Prompt: Copy all of the items below word for word, omitting the pictures.

Dataset records:
☆ ☆ ☆ ☆ ☆ ☆ ☆

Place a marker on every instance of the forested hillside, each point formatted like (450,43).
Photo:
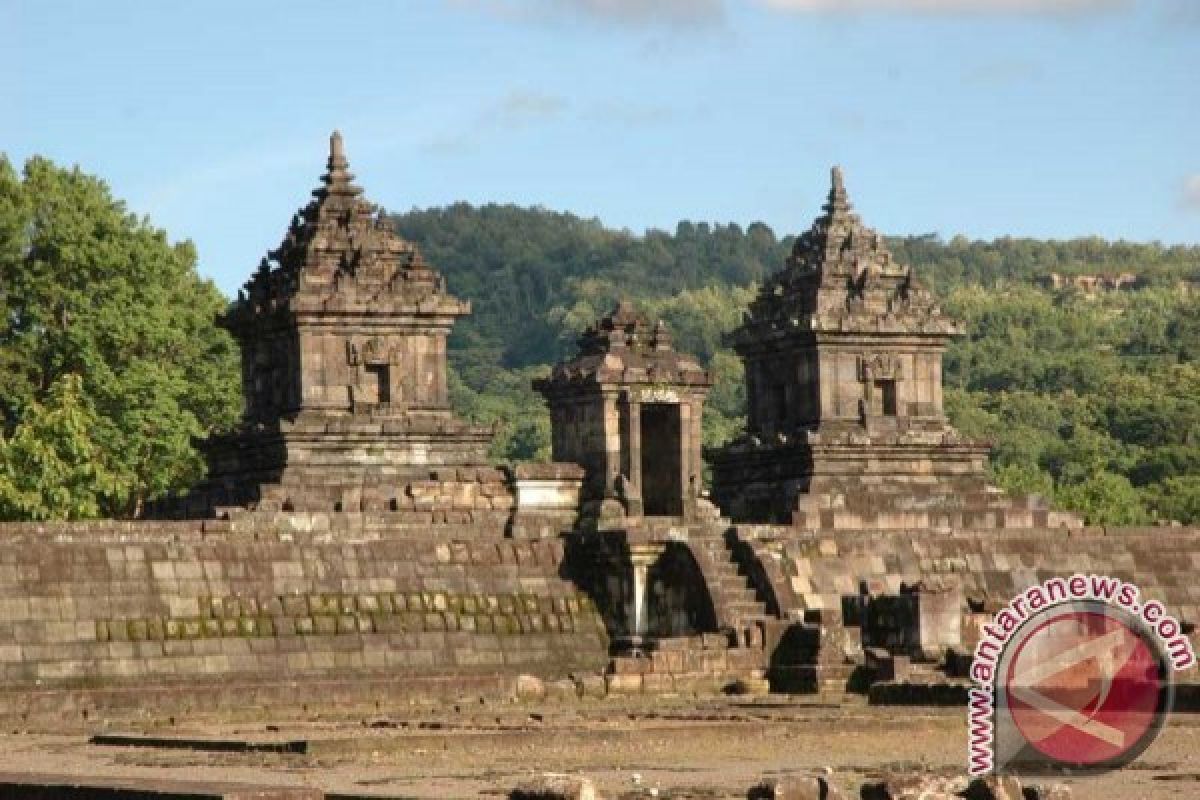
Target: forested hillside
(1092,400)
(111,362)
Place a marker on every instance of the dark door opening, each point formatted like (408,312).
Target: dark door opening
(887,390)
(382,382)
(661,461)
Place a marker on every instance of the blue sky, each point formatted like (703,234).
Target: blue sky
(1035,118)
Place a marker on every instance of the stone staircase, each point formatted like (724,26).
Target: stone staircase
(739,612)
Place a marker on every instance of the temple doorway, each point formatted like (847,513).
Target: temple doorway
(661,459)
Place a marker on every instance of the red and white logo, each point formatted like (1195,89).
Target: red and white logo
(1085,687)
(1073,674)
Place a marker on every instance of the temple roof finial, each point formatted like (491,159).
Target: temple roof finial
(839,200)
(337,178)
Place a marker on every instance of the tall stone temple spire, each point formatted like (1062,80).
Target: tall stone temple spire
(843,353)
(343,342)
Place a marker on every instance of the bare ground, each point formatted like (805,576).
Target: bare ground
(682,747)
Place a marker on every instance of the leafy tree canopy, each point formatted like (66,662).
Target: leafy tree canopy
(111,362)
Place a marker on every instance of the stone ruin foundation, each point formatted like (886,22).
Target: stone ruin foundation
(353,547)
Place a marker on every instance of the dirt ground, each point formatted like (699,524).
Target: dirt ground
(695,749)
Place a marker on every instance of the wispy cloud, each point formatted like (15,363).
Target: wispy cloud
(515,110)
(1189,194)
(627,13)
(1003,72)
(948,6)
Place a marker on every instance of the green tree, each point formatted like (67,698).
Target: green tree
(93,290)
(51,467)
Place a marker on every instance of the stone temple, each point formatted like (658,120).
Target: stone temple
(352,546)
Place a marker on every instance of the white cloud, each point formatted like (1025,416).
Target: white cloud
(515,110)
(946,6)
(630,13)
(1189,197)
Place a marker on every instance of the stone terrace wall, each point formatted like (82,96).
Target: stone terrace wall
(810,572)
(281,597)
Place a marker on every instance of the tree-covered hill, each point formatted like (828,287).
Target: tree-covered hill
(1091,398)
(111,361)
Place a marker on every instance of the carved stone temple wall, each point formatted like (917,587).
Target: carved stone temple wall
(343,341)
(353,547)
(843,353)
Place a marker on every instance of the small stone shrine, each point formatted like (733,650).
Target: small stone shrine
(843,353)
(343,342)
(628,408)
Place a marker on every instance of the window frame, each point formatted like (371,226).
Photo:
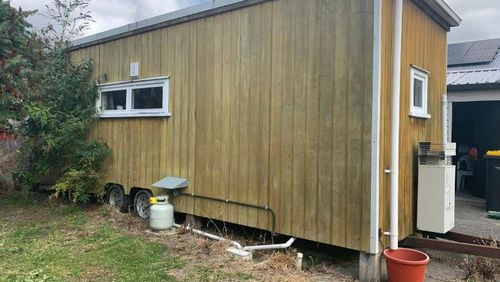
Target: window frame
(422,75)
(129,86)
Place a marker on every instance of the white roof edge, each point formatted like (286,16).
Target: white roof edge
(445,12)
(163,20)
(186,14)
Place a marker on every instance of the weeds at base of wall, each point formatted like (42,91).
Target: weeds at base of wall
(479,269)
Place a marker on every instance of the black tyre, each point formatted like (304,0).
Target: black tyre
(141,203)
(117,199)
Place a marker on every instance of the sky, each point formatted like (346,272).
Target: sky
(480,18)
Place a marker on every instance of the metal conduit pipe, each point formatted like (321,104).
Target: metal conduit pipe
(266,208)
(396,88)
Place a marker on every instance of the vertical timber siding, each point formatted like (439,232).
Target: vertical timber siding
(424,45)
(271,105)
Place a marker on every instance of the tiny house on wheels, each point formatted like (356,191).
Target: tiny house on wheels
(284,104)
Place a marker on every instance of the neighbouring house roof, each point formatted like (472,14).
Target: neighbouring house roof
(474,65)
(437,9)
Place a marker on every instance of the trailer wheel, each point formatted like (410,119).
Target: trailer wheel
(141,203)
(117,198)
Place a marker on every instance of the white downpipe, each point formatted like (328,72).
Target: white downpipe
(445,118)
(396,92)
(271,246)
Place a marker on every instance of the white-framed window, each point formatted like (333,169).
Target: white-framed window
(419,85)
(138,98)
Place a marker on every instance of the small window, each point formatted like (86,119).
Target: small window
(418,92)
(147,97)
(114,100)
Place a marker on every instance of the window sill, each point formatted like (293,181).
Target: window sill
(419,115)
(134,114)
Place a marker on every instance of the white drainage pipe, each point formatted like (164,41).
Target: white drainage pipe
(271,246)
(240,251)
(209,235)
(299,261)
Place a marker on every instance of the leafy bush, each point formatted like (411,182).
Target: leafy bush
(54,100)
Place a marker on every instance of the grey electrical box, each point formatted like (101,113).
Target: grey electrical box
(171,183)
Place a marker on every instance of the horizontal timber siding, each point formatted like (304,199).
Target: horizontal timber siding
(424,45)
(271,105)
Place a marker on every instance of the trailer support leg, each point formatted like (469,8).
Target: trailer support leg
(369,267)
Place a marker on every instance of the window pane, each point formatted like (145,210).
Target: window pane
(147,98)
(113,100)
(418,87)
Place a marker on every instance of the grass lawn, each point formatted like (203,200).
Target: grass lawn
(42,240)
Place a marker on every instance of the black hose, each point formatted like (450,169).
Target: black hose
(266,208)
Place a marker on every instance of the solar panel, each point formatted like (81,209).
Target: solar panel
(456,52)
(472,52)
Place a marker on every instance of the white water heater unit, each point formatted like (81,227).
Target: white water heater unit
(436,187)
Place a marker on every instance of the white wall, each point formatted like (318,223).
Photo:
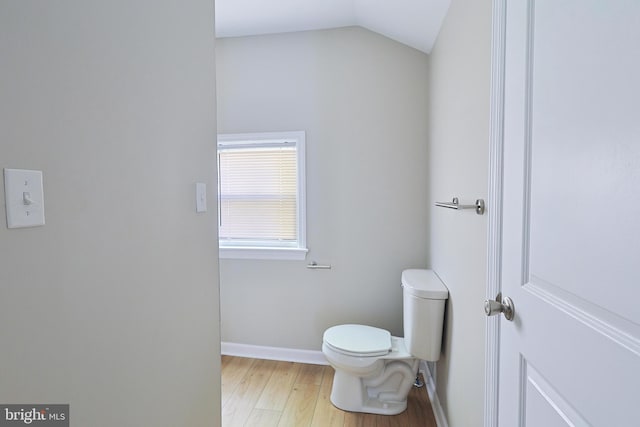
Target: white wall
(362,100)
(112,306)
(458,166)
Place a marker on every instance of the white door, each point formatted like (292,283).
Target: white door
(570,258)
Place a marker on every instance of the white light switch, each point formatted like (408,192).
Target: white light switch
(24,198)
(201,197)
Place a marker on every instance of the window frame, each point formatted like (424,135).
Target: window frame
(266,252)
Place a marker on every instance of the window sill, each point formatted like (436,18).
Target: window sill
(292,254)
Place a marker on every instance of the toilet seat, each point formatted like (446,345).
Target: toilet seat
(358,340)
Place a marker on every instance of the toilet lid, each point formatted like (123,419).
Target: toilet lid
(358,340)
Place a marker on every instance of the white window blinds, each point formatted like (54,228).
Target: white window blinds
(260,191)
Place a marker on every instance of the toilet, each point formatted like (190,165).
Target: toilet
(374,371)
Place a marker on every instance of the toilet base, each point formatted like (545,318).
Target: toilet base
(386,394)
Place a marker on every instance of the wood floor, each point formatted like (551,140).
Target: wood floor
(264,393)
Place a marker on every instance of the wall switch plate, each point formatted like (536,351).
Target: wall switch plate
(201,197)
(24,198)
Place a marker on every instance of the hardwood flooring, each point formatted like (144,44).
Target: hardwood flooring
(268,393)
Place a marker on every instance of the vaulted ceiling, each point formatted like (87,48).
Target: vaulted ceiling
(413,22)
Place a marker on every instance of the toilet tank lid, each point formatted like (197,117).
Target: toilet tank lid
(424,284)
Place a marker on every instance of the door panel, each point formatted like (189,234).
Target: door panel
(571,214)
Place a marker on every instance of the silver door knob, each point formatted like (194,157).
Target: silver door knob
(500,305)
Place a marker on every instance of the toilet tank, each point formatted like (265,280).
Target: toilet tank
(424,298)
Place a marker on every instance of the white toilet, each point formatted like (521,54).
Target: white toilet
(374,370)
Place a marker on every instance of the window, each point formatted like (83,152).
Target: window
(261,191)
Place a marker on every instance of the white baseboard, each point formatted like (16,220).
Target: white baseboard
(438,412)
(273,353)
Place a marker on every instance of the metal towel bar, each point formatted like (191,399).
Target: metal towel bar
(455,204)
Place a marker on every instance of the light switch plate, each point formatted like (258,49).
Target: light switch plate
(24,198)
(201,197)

☆ ☆ ☆ ☆ ☆ ☆ ☆

Full response:
Place a marker on every instance of the forested hillside, each point formatted like (450,43).
Photo:
Target: forested hillside
(1092,400)
(111,362)
Place a marker on every instance of the dark door opening, each point formatted like (408,312).
Target: dark door opening
(887,390)
(382,382)
(661,461)
Place a marker on every instance of the blue sky, each point formatted like (703,234).
Target: blue sky
(1035,118)
Place a marker on every instance of the stone staircase, each point formatted like (724,26).
Target: stone staircase
(739,612)
Place a marker on every instance of the temple doorway, each point formatted like (847,513).
Target: temple doorway
(661,459)
Place a marker on every instance of the red and white logo, each point formatted like (1195,89).
Target: red and white logo
(1085,687)
(1073,674)
Place a marker on every instance of the temple roof finial, each point formatted like (491,159).
Target: temple roof finial
(839,200)
(337,178)
Place a marker on every instance of the tall stone temple spire, each point formatted like (1062,80).
Target: tall stone temple spire
(843,353)
(343,342)
Place a marker on every instance of the bare ground, each point formatted like (805,576).
Target: bare ground
(682,747)
Place a marker on every instance of the leafy tree canopy, each point formatted like (66,662).
Target: leafy tree canopy
(111,362)
Place a marker on every instance of the stone ruin foundation, each point formatted like (886,22).
Target: stone ruin foundation
(353,547)
Place a marker on every instance of the dirt ground, each point formatted like (699,524).
Target: dirt ground
(695,749)
Place a marker on every instance of the wispy cloud, each point formatted like (15,363).
Target: wispy cloud
(515,110)
(1189,194)
(627,13)
(1003,72)
(948,6)
Place a marker on every instance of the green tree, each point formatted like (67,698).
Target: green tree
(93,290)
(51,467)
Place a marker on every instance of the stone temple, each point formatted like (658,120).
Target: stone temple
(352,546)
Place a marker on every instance of the white cloud, each point formatted like (1025,416).
Target: white cloud
(515,110)
(946,6)
(630,13)
(1189,197)
Place a marker on every instance of the stone terrace wall, each point formatted like (82,96).
Target: stone terrace wall
(810,572)
(281,597)
Place a marker on every instance of the tree-covered hill, each point formatted like (828,287).
Target: tree-covered hill
(1091,398)
(111,361)
Place a marker on every instance of the carved stone temple wall, each point formatted like (917,587).
Target: carved stone temple wall
(343,341)
(353,547)
(843,353)
Place a marker on every instance of the small stone shrine, each point formatted like (733,650).
Target: small stone shrine
(843,353)
(343,342)
(628,408)
Place a marker on every instance of the window frame, each point formatted like (371,226).
Photo:
Target: window frame
(422,75)
(129,86)
Place a marker on every instance of the white roof edge, each point formatted like (286,16).
Target: white roof edge
(445,12)
(163,20)
(186,14)
Place a marker on every instance of the weeds at base of wall, each point formatted like (42,91).
Target: weeds at base of wall
(479,269)
Place a marker on every instance of the black tyre, each point formatted like (304,0).
Target: black tyre
(141,203)
(117,199)
Place a marker on every instance of the sky, each point formatted like (346,272).
Target: sky
(480,18)
Place a marker on every instance of the metal conduit pipe, each point formatted like (321,104).
Target: metal conduit pipe
(266,208)
(396,88)
Place a marker on every instance of the vertical timber siding, each point formatted like (439,232).
Target: vertical timber siding
(424,45)
(271,105)
Place a marker on every instance of the tiny house on wheels, each point formatted like (356,191).
Target: tiny house on wheels
(284,104)
Place a marker on every instance of the neighbouring house roof, each point formatted like (472,14).
Target: neighbouring house roof
(474,65)
(437,9)
Place a marker on every instance of the trailer wheel, each point formatted like (410,119).
Target: trailer wheel
(141,203)
(117,198)
Place a marker on every instance of the white downpipe, each point formatted like (328,72).
Target: white downpipe
(445,118)
(396,92)
(271,246)
Place a marker on every instance of the white-framed window, each point formatted like (333,169).
Target: white-framed window
(419,85)
(138,98)
Place a marker on every instance of the small window, each point formatted like (86,119).
Target: small window
(418,92)
(147,97)
(114,100)
Place a marker on every instance of the window sill, each point formatted like (293,181).
Target: window sill
(419,115)
(134,114)
Place a marker on every instance of the white drainage pipe, each point formatted like (164,41).
Target: white drainage pipe
(271,246)
(240,251)
(209,235)
(299,261)
Place a marker on every instance of the leafy bush, each point formatted like (411,182).
Target: leafy bush
(54,100)
Place a marker on every instance of the grey electrical box, each point formatted like (101,113).
Target: grey electrical box
(171,183)
Place a marker on every instance of the horizontal timber siding, each point formatted like (304,199).
Target: horizontal timber siding
(424,45)
(271,105)
Place a marker on every instance of the trailer support leg, each point formatted like (469,8).
Target: trailer support leg
(369,267)
Place a marker on every instance of the window pane, each point formatted like (145,210).
Target: window pane
(147,98)
(113,100)
(418,87)
Place a marker on every instance of the grass lawn, each point formatted like (203,200).
Target: grass lawn
(42,240)
Place a marker on every instance of the black hose, each point formatted like (450,169).
Target: black hose
(266,208)
Place a marker on every instance of the solar panel, each point formatted like (81,209).
Target: solar panel
(456,52)
(472,52)
Place a marker on every instance of the white water heater unit, each point formatted like (81,227).
Target: white water heater unit
(436,187)
Place a marker on every instance of the white wall, each point formatted like (318,223).
Photo:
Target: white wall
(362,100)
(112,306)
(458,166)
Place a marker on every instance of the white door, each point formatted like (292,283).
Target: white door
(570,258)
Place a marker on every instance of the white light switch, each point formatted like (408,192).
Target: white light switch
(24,198)
(201,197)
Place a marker on every instance of the window frame, each point formatted like (424,135).
Target: window frame
(266,252)
Place a marker on every instance of the window sill, each point formatted like (436,18).
Target: window sill
(292,254)
Place a marker on every instance of the toilet seat, each point formatted like (446,345).
Target: toilet seat
(358,340)
Place a marker on every instance of the toilet lid, each point formatted like (123,419).
Target: toilet lid
(358,340)
Place a marker on every instance of the white window blinds, each point formatted like (54,228).
Target: white window blinds
(260,191)
Place a marker on every instance of the toilet, each point formatted like (190,165).
Target: toilet
(374,371)
Place a marker on every instance of the toilet base, each point formatted like (545,318).
Target: toilet base
(386,394)
Place a marker on every instance of the wood floor, each point formatted like (551,140).
Target: wood floor
(264,393)
Place a marker on every instance of the wall switch plate, each point formatted like (536,351).
Target: wall switch plate
(201,197)
(24,198)
Place a marker on every instance of the hardwood flooring, each point formatted like (144,44).
Target: hardwood flooring
(268,393)
Place a marker on every instance of the vaulted ceiling, each point formatted like (87,48).
Target: vaulted ceiling
(413,22)
Place a marker on every instance of the toilet tank lid, each point formatted like (197,117).
Target: toilet tank lid
(424,284)
Place a marker on every instance of the door panel, each point formatted like (189,234).
Target: door panel
(571,214)
Place a marker on every instance of the silver door knob, each point formatted like (194,157).
Target: silver door knob
(500,305)
Place a marker on every instance of the toilet tank, each point formatted like (265,280).
Target: toilet tank
(424,298)
Place a marker on every instance of the white toilet, each point formatted like (521,54).
Target: white toilet
(374,370)
Place a marker on every instance of the window, each point formatted like (83,152).
Target: window
(261,191)
Place a marker on every instance of the white baseboard, each point formatted like (16,220).
Target: white baseboard
(438,412)
(273,353)
Place a marker on every instance of the metal towel bar, each point formatted like (191,399).
Target: metal towel bar
(455,204)
Place a marker on every instance of the light switch plate, each point formatted like (258,49).
Target: light switch plate
(24,198)
(201,197)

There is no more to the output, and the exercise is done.